Thu, 07/22/2021 - 08:17

Everyone 'demands communication,' no one likes it nearby

Residents surrounding a wooded area in Springs are loudly opposed to a plan to site a 185-foot monopole for emergency and wireless communications there.
Christopher Walsh

It seemed that few, if any, were happy when the East Hampton Town Board finally concluded its work session on Tuesday, a six-hour meeting that saw scathing criticism from residents on the town's proposal to erect a 185-foot monopole for emergency and cellphone communication antennas on a wooded parcel in a residential area in Springs, hours before the board heard from officials who explained why the location was perhaps the only suitable site to meet an urgent need. 

Last week, the town's communications director proposed a town-owned, 6.9-acre lot bounded by Crandall Street, Lincoln Avenue, Norfolk Street, and Fort Pond Boulevard as the site of a 100-foot temporary monopole or a "cell on wheels," telecommunications equipment mounted on a truck that is also known as a COW, to provide both emergency communications and cellular service from two cellular carriers while a permanent, 185-foot monopole is designed and constructed. Springs is "the last major hole" in the recently upgraded emergency communications infrastructure, Ed Schnell said on Tuesday. 

The site, used long ago for mining and today commonly used as a park, is the only practical location to resolve longstanding shortfalls in emergency and cellular coverage, Eric Schantz, the town's senior planner, told the board. It was identified after a plan to erect a 150-foot tower at the Camp Blue Bay sleepaway camp, on Flaggy Hole Road, was scuttled when the property's owner, the Girl Scouts of Nassau County, objected to a tower of that height. 

"We do need a macro site, a tall structure somewhere in northern-central Springs," Mr. Schantz said. But other potential sites were deemed unsuitable. The Accabonac Solar plant, which is cleared and owned by the town, is too far south. Ditto the recycling center on Springs-Fireplace Road. Springs School District officials also objected to a tower on school grounds "for a number of reasons," Supervisor Peter Van Scoyoc said. "For the system to work, it would have to be very close to where it's proposed," he said. 

A tower cannot be erected on properties acquired with community preservation fund money, intended to preserve open space, nor on nature preserves. There are "very, very few properties within that area of Springs" that would provide the needed coverage and meet town-code-required setbacks and a "fall zone" to protect against debris falling from a tower, or, worse, a fallen tower, Mr. Van Scoyoc said.

[Boundary annotation entries]

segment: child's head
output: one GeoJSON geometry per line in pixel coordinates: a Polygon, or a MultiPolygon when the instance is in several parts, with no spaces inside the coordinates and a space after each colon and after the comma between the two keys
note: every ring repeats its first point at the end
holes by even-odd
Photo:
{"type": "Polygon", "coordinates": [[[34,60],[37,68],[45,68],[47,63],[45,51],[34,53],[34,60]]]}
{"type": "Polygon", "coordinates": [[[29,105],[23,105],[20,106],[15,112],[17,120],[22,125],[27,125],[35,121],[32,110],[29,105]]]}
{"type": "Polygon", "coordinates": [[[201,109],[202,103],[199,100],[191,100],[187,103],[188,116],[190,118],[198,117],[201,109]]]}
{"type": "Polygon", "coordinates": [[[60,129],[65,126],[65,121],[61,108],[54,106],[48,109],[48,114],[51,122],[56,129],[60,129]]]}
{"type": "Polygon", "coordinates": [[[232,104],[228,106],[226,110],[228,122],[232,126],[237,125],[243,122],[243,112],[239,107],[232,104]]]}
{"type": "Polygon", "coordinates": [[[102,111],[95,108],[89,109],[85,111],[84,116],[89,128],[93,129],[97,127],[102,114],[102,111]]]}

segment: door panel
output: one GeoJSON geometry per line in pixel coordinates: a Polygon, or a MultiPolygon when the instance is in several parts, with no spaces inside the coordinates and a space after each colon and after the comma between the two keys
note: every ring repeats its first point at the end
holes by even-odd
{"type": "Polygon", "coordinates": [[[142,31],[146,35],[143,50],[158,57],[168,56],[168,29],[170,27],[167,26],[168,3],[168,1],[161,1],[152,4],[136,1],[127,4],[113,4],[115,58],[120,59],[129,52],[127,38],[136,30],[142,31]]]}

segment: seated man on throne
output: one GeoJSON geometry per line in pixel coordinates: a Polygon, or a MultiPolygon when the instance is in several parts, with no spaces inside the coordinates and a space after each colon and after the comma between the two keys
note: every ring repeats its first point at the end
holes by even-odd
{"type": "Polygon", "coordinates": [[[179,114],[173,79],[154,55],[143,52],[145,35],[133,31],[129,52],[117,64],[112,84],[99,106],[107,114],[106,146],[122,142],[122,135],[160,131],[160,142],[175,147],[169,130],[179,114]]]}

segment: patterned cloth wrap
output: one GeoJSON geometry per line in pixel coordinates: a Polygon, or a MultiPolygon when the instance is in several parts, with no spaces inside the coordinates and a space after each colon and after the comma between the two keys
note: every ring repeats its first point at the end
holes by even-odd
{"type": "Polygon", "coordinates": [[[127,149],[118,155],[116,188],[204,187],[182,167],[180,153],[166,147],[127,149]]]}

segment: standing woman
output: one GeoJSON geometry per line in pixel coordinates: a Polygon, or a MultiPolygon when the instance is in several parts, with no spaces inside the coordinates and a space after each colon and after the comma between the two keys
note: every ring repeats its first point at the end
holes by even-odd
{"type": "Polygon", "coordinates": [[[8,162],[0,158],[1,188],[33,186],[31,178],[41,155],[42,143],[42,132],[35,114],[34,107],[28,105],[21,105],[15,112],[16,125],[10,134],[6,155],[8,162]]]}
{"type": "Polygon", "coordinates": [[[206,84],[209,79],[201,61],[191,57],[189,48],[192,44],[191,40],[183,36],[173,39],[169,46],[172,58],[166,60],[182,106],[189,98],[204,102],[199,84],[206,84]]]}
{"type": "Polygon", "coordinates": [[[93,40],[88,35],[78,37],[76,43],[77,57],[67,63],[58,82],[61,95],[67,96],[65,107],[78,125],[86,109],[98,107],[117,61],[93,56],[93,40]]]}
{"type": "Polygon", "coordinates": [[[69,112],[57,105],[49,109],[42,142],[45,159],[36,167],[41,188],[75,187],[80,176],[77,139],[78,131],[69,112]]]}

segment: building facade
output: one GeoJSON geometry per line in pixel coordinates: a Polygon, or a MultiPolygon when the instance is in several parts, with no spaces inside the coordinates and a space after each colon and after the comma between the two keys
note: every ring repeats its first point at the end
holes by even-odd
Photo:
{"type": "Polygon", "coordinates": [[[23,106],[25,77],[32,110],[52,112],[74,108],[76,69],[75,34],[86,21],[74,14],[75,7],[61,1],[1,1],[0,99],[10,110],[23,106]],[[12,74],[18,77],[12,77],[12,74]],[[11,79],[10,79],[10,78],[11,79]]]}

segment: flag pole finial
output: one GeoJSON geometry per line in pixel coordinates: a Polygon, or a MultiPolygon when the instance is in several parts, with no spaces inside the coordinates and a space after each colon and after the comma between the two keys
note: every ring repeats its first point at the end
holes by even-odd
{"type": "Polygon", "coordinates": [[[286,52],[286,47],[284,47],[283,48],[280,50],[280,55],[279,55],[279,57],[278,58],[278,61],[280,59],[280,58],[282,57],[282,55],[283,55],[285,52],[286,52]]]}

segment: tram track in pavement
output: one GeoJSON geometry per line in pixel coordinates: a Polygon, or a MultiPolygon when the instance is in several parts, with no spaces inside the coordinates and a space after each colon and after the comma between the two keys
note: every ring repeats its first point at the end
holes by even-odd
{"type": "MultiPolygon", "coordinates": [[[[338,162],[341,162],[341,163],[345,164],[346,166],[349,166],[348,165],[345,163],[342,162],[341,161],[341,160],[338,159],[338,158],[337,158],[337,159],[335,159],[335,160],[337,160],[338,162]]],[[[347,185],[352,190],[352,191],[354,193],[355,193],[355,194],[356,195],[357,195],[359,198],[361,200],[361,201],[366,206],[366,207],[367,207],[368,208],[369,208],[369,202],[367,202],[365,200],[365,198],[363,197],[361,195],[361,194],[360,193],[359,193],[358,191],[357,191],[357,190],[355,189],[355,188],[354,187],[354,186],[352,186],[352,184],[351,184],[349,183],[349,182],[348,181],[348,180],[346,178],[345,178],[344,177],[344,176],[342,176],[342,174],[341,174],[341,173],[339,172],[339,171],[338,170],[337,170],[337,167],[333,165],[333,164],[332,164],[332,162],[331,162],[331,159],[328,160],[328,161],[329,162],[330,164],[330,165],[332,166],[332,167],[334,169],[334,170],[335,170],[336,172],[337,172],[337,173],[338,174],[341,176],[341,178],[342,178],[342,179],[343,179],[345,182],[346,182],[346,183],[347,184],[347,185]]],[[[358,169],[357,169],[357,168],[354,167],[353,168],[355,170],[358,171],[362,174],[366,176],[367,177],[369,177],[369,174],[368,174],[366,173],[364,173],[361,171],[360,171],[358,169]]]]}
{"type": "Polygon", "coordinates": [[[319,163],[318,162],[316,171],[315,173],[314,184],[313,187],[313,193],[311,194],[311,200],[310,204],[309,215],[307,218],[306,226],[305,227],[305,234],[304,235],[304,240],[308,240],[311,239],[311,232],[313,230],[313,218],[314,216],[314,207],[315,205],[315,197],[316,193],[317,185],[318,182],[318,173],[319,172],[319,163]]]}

* [Required work]:
Rewrite the part of the Springs monopole article between "A tower cannot" and "Mr. Van Scoyoc said.", inclusive, changing "nature preserves" to "wetlands". You won't need the entries to do this.

* [Response to the exercise]:
A tower cannot be erected on properties acquired with community preservation fund money, intended to preserve open space, nor on wetlands. There are "very, very few properties within that area of Springs" that would provide the needed coverage and meet town-code-required setbacks and a "fall zone" to protect against debris falling from a tower, or, worse, a fallen tower, Mr. Van Scoyoc said.